> [AIM]
Copy the material below, putting "marker" in place of "pin" wherever it appears and leaving everything else unchanged.

> [PROVIDED MATERIAL]
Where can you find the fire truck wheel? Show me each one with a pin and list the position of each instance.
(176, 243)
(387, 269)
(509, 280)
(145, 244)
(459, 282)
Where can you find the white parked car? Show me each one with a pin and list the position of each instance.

> [RESPONSE FOR THIS EXERCISE]
Where can you find the fire truck wheel? Show me each one with a marker and list the position of each instance.
(176, 243)
(387, 269)
(509, 280)
(145, 244)
(459, 282)
Where can you find the white parked car? Show me each one with a marker and list the position of each instance.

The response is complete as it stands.